PROVIDED DATA -
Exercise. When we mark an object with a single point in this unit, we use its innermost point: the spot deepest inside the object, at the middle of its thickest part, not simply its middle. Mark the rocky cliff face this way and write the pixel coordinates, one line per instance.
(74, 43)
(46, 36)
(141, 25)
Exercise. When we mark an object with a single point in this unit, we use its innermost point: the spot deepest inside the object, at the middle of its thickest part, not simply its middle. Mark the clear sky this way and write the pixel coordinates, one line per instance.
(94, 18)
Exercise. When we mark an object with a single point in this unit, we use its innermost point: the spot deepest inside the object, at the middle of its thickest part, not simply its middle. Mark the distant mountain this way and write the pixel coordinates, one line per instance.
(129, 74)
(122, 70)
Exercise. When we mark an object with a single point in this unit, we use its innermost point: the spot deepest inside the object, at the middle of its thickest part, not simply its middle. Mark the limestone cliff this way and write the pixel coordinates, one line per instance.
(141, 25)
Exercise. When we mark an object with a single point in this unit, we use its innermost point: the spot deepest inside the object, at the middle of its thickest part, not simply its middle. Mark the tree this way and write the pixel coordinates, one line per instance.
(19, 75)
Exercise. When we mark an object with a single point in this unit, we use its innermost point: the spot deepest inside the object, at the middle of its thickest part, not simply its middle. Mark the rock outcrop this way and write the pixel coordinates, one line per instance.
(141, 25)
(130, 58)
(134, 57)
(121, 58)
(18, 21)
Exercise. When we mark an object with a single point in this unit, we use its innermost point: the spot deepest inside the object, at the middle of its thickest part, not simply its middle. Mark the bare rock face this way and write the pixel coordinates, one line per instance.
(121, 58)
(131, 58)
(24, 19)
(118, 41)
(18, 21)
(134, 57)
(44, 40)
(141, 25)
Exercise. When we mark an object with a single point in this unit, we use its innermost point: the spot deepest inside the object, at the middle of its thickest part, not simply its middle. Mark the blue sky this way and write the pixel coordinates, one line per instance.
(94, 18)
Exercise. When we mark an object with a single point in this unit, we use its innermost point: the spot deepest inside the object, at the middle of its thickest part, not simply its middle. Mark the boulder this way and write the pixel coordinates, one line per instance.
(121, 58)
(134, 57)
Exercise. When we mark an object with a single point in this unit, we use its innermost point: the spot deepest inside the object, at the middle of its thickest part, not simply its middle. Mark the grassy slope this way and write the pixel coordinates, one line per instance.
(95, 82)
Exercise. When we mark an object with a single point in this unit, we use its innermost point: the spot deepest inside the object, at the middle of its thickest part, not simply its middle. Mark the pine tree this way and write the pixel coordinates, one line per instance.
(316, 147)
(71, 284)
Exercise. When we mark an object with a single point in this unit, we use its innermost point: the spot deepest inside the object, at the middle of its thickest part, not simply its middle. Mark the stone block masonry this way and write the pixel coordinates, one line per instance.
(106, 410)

DIRECTIONS FOR THIS TASK - Can you rewrite every line of the records above as a JSON list of strings, one string per line, leaving out any blank lines?

EXERCISE RESPONSE -
[
  "Exercise. When we mark an object with a single point in this unit, we use its innermost point: the spot deepest inside the object, at the middle of its thickest part, not simply its middle. Mark the rocky cliff face this way and write the pixel coordinates, one line per instance.",
  "(74, 43)",
  "(46, 36)",
  "(141, 25)",
  "Exercise. When we mark an object with a single point in this unit, we use its innermost point: the spot deepest inside the object, at the middle of its thickest part, not simply its middle. Mark the clear sky this way and write the pixel coordinates, one line per instance.",
  "(94, 18)",
  "Exercise. When we mark an object with a single point in this unit, we use its innermost point: the spot deepest inside the object, at the middle of its thickest part, not simply its middle. Mark the distant mountain this way and write the pixel coordinates, one line per instance.",
  "(129, 74)",
  "(122, 70)",
  "Exercise. When we mark an object with a single point in this unit, we use its innermost point: the spot deepest inside the object, at the middle of its thickest part, not simply its middle. Mark the limestone cliff this way and write the pixel coordinates, one line per instance.",
  "(141, 25)",
  "Exercise. When we mark an object with a single point in this unit, we use its innermost point: the spot deepest inside the object, at the middle of its thickest part, not simply its middle. Mark the tree this way and write the pixel coordinates, one line per instance.",
  "(19, 75)",
  "Exercise. When we mark an object with a single point in this unit, we use its innermost point: the spot deepest inside the object, at the middle of its thickest part, not simply its middle. Mark the rock outcrop this way and write the pixel coordinates, one line per instance.",
  "(141, 25)",
  "(130, 58)",
  "(134, 57)",
  "(121, 58)",
  "(18, 21)",
  "Exercise. When we mark an object with a single point in this unit, we use its innermost point: the spot deepest inside the object, at the middle of its thickest part, not simply its middle. Mark the bare rock face this way and write the pixel coordinates, one line per instance.",
  "(121, 58)",
  "(131, 58)",
  "(24, 19)",
  "(118, 41)",
  "(18, 21)",
  "(134, 57)",
  "(44, 40)",
  "(141, 25)",
  "Exercise. When we mark an object with a single point in this unit, we use its innermost point: the spot deepest inside the object, at the middle of its thickest part, not simply its middle. Mark the blue sky this way and write the pixel coordinates, one line per instance.",
  "(94, 18)",
  "Exercise. When we mark an object with a single point in this unit, we use its innermost point: the spot deepest inside the object, at the middle of its thickest part, not simply its middle. Mark the boulder this way and write the pixel coordinates, one line per instance.",
  "(121, 58)",
  "(134, 57)",
  "Exercise. When we mark an object with a single point in this unit, we use its innermost point: the spot deepest inside the object, at the middle of its thickest part, not simply its middle. Mark the grassy slope this way and write the pixel coordinates, one line per instance.",
  "(95, 82)",
  "Exercise. When we mark an object with a single point in this unit, we use its innermost point: the spot deepest inside the object, at the middle of its thickest part, not simply its middle. Mark the pine tree this way and write the pixel coordinates, one line per instance.",
  "(316, 147)",
  "(71, 284)",
  "Exercise. When we mark an object with a single point in this unit, we use its innermost point: the spot deepest inside the object, at the middle of its thickest part, not simply its middle. Mark the stone block masonry this way and write the pixel coordinates, one line per instance.",
  "(106, 410)"
]